TASK STATEMENT:
Type out every entry again, character for character.

RECORDS SHOWN:
=== Section Start ===
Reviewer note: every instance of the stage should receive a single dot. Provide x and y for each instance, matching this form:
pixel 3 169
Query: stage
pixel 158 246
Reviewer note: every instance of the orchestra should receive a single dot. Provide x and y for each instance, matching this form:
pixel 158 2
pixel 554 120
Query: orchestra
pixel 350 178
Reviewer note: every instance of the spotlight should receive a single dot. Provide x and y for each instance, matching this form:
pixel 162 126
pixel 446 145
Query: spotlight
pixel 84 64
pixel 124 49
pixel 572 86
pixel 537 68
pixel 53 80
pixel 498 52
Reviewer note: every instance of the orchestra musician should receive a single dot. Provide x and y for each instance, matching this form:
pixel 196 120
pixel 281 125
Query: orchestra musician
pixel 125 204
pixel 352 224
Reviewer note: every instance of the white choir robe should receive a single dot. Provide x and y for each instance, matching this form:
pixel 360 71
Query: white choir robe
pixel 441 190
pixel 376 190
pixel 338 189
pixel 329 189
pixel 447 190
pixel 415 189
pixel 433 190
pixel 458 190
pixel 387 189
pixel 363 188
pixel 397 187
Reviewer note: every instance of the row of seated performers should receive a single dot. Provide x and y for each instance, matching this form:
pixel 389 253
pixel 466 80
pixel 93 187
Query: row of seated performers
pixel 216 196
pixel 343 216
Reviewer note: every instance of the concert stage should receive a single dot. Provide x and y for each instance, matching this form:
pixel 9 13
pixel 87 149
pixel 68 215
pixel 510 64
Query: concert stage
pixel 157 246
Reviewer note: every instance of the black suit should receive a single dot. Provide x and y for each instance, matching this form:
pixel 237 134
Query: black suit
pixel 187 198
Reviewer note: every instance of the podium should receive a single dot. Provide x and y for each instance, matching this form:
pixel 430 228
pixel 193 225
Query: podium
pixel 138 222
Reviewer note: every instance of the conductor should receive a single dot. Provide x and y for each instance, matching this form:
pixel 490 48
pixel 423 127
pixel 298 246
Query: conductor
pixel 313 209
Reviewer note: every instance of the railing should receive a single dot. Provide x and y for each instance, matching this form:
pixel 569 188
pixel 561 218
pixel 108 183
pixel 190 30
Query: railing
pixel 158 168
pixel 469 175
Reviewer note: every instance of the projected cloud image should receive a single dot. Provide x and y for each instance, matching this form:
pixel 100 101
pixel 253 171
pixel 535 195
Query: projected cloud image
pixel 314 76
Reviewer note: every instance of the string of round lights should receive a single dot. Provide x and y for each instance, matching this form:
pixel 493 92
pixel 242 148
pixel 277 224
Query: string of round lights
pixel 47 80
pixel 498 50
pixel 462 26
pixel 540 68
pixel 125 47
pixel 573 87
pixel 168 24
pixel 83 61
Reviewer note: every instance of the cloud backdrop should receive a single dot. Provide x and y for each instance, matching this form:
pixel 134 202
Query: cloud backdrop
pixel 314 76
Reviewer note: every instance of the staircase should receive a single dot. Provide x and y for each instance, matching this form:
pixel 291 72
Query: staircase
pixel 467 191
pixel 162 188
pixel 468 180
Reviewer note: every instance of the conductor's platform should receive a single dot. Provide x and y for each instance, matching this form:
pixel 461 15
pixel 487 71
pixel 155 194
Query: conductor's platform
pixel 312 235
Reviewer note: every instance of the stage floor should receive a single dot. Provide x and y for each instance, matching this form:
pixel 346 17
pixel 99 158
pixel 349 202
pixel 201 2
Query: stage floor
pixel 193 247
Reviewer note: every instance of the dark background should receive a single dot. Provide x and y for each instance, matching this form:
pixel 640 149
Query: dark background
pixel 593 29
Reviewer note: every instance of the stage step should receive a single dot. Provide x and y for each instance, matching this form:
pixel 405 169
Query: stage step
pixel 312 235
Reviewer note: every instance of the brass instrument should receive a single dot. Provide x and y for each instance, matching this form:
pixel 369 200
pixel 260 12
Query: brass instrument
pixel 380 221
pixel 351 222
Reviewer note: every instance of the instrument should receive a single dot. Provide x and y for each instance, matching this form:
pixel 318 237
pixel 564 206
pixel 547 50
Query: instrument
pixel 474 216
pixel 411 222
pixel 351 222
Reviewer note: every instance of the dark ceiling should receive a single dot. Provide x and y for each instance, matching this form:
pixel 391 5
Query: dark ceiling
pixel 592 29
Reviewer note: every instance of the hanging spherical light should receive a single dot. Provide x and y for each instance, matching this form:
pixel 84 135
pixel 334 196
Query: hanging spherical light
=== Section End ===
WRITTEN ANSWER:
Reviewer note: every instance of the stage should receive a single dot. Provide x and y for each instance, matching this form:
pixel 3 169
Query: stage
pixel 158 246
Reviewer note: every instance of the orchestra should receive a single dot. Provide x and y for each instance, matching this form:
pixel 158 2
pixel 554 120
Query: orchestra
pixel 350 178
Reviewer note: every instance of the spotlight should receive a single dot. Provide x and y for each instance, matching this form:
pixel 162 126
pixel 446 145
Query: spotlight
pixel 84 64
pixel 124 49
pixel 572 86
pixel 537 68
pixel 53 80
pixel 498 52
Reviewer note: every instance of the orchestra musician should receive a single dot. Provide x and y for each instance, matching this form:
pixel 196 120
pixel 281 125
Query: orchestra musician
pixel 125 204
pixel 352 224
Reviewer note: every instance of the white choir robe should receive a single dot. Provide x and y for each instance, matching this form:
pixel 360 71
Query: white choir robe
pixel 441 190
pixel 376 190
pixel 338 189
pixel 329 189
pixel 447 190
pixel 415 189
pixel 433 190
pixel 458 190
pixel 387 189
pixel 363 188
pixel 397 187
Reviewer note: every instance of the row of seated performers should receive a single dot. Provide x and y for each instance, matching this form:
pixel 389 253
pixel 466 80
pixel 93 187
Query: row of seated performers
pixel 216 196
pixel 343 216
Reviewer note: every instance of the concert stage should receive a single dot. Provide x and y for each instance, matching this form:
pixel 9 13
pixel 87 149
pixel 68 215
pixel 510 64
Query: concert stage
pixel 157 246
Reviewer note: every instance of the black suit should receive a single dot. Provide x and y for each instance, matching this form:
pixel 237 134
Query: black suit
pixel 187 198
Reviewer note: every instance of the podium should receive a single dot. Provide x and y for each instance, matching this form:
pixel 430 228
pixel 193 225
Query: podium
pixel 138 222
Reviewer note: every instance of the conductor should receive a single dot. Provide x and y for each instance, matching this form:
pixel 490 48
pixel 423 127
pixel 298 246
Query: conductor
pixel 313 209
Reviewer note: every instance of the railing should receive a single dot. Provide x and y for each instance, matching this form:
pixel 569 188
pixel 561 218
pixel 108 183
pixel 190 30
Query: railing
pixel 158 168
pixel 469 175
Reviewer note: every instance of the projected cloud image should receive a single dot. Provide x and y for each instance, matching this form:
pixel 100 101
pixel 253 171
pixel 535 195
Query: projected cloud image
pixel 314 76
Reviewer note: every instance of the string of round lights should receive a single dot. Provide x and y for each instance, matching this form:
pixel 493 92
pixel 242 148
pixel 277 224
Query: string of round lights
pixel 47 80
pixel 498 50
pixel 462 26
pixel 540 68
pixel 125 47
pixel 573 87
pixel 168 24
pixel 83 61
Reviewer note: every instance of the cloud backdrop should receive a single dot. Provide x and y for each instance, matching this form:
pixel 134 202
Query: cloud backdrop
pixel 314 76
Reviewer note: every instance of the staircase should receive a single dot. Provide x and y for each instance, matching this form:
pixel 291 72
Query: staircase
pixel 467 191
pixel 162 188
pixel 468 180
Reviewer note: every instance of the conductor's platform should receive a single dot. Provide x and y for each instance, matching this form:
pixel 461 15
pixel 487 71
pixel 155 194
Query: conductor's platform
pixel 312 235
Reviewer note: every instance of the stage floor should receive a single dot. Provide x and y for each instance, matching this form:
pixel 346 17
pixel 99 158
pixel 349 202
pixel 201 2
Query: stage floor
pixel 193 247
Reviewer note: every instance of the dark background should receive a single dot. Provide x and y for each instance, matching this form:
pixel 640 149
Query: dark background
pixel 593 29
Reviewer note: every instance of the stage step should receive a single dot. Provide x and y for each instance, matching this form:
pixel 405 169
Query: stage step
pixel 312 235
Reviewer note: every instance of the brass instrument should receive a single dot. Provide x and y for each instance, matching this form:
pixel 369 200
pixel 260 12
Query: brass instrument
pixel 380 221
pixel 351 222
Reviewer note: every instance of the instrument should receive a single dot. Provide x and y for each instance, matching this form:
pixel 318 237
pixel 564 206
pixel 547 50
Query: instrument
pixel 474 216
pixel 411 222
pixel 351 222
Reviewer note: every instance of the dark ceiling should receive a single dot. Provide x and y for each instance, matching this form:
pixel 391 5
Query: dark ceiling
pixel 592 29
Reviewer note: every instance of the hanging spherical light should receive a single dot. Provide x and y for each instance, matching this form:
pixel 84 135
pixel 334 196
Query: hanging spherical light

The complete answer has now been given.